In summary, all concurrent single-entry single-exit chunks of works, i.e., computations, can be modelled with senders.

It is important to note that computations fully encapsulate concurrency concerns. Computations are to concurrent programming what functions are to Structured Programming. Computations are the concurrent version of functions.

The above paragraph represents the quintessence of this whole article.

Use of abstractions

Let’s start our analysis of whether the senders/receivers model can be considered structured by looking at abstractions. In this model, the obvious abstraction is the computation, which can be represented by a sender. One can use senders to abstract out simple computations (smaller than typical tasks), to abstract out work that corresponds to a task, or to abstract out a chunk of work that may span multiple threads. The upper limit to how much work can be represented by a sender is the size of the program itself. Actually, the entire program can be represented by a single sender. See Listing 2 for how this may be done.

using ex = std::execution;
ex::sender auto whole_program_sender() {...}
int main() {
  auto [r] = std::this_thread::sync_wait
    (whole_program_sender()).value();
  return r;
}
			
Listing 2

Recursive decomposition of programs

As mentioned above, [P2504R0] proves that any program, or part of the program, can be recursively decomposed with the use of senders. Moreover, within a decomposition, the smaller parts can be made to look like the original part; they can be all senders.

Listing 3 shows an example on how a problem can be decomposed into two smaller parts, using senders to describe both the problem and the sub-problems.

ex::sender auto do_process() {
  ex::sender auto start 
    = ex::schedule(pool_scheduler);
  ex::sender auto split_start = ex::split(start);
  return ex::when_all(
    split_start | ex::let_value(comp_first_half),
    split_start | ex::let_value(comp_second_half)
  );
}
			
Listing 3

Local reasoning and nested scopes

The reasoning can be local with the senders/receivers model. The definition of a sender completely describes the computation from beginning to end. The reasoning of all the aspects of that sender can be done locally, even if the sender contains multiple parts.

Let us look again at the code in Listing 3. The top-level computation contains the elements needed to reason about how the sub-computations start and finish. We’re able to inspect this code and draw the following conclusions:

  • one entry and one exit for the entire process
  • both halves start processing on the pool scheduler
  • if one half ends with error/cancellation, then the other half is cancelled and the whole process ends with the original error/cancellation
  • the process ends when both parts end

The idea of nested scopes was a major point in the design of senders/receivers. One can properly nest senders, and also nest operation states, and also receivers nest. Please see [Niebler21a] for more details.

Single entry, single exit point

By definition, senders have one entry point and one exit point. There are multiple alternatives if the work described by a sender may terminate, but essentially, we may say that there is only one exit point. This is similar to how a function call might exit either with a return value or an exception.

While one can use the fire-and-forget style with senders, this is not the recommended way of using senders.

▶ Data extract:
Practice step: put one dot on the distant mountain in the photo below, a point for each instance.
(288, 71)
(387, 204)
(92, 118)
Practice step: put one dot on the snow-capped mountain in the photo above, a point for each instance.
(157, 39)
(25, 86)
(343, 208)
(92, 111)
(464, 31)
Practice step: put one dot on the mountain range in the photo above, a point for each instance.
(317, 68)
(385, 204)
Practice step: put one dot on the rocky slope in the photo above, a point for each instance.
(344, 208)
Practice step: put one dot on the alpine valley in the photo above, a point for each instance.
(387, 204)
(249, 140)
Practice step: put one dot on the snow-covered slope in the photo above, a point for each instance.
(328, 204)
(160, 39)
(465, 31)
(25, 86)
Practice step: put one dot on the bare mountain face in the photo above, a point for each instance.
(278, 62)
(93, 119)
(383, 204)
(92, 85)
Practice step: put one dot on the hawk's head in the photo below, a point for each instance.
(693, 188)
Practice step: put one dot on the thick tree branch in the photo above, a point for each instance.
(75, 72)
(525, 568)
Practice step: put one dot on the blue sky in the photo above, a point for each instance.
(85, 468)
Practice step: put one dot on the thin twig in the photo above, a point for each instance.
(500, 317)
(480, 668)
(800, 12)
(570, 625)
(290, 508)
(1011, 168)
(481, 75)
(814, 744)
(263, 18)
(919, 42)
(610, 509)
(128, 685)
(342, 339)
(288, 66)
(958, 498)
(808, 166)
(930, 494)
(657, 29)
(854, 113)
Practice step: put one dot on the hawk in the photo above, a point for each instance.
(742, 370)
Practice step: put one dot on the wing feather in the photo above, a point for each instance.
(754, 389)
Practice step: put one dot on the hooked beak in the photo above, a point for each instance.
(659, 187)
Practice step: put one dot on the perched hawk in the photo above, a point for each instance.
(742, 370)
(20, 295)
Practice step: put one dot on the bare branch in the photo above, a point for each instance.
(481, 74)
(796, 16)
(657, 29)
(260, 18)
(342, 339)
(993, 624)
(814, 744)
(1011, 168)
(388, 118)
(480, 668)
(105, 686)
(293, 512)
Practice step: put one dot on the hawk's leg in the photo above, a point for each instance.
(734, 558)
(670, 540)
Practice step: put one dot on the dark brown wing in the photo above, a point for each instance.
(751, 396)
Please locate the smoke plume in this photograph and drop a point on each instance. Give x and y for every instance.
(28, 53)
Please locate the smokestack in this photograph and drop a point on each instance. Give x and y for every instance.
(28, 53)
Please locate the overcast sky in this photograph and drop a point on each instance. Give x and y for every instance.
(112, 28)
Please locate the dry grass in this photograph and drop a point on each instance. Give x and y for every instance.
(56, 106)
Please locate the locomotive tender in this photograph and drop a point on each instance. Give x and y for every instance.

▶ Parts of the exercise:
1. Extract the stretch from "Recursive decomposition of" through "and the sub-problems." from the passage on the senders/receivers model.
2. In the passage on the senders/receivers model, condense the paragraph beginning "By definition, senders have one entry point" into a shorter version that keeps its main facts.
3. Proceed with the passage on the senders/receivers model, starting after its final sentence about the fire-and-forget style.

▶ Answers for this exercise:
1.
Recursive decomposition of programs

As mentioned above, [P2504R0] proves that any program, or part of the program, can be recursively decomposed with the use of senders. Moreover, within a decomposition, the smaller parts can be made to look like the original part; they can be all senders.

Listing 3 shows an example on how a problem can be decomposed into two smaller parts, using senders to describe both the problem and the sub-problems.

2. Senders by definition have one entry point and one exit point. The work a sender describes may terminate in several alternative ways, but essentially there is only one exit. This is like a function call, which exits with either a return value or an exception.

3.
See also [Niebler21b] for a better illustration about how senders are fulfilling the single entry, single exit point requirement.

Soundness and completeness

In Structured Programming, the structured program theorem [Böhm66] provides the soundness and completeness guarantees for the method. For the senders/receivers model, as mentioned above, [P2504R0] shows that one can soundly use it to solve all possible concurrency problems.

If one is able to use senders to describe any chunk of concurrent work (with one entry and one exit point), and if we can decompose any concurrent programs in such work chunks, then we are covered.

The reader should note that, out of the box, P2300 doesn’t provide primitives for representing repetitive computations or for type-erasing the senders; these are needed to be able to describe many concurrent chunks of work. However, the model is general enough to allow the user to create abstractions for these. In fact, there are libraries out there that already support these abstractions; one of the most known ones is [libunifex].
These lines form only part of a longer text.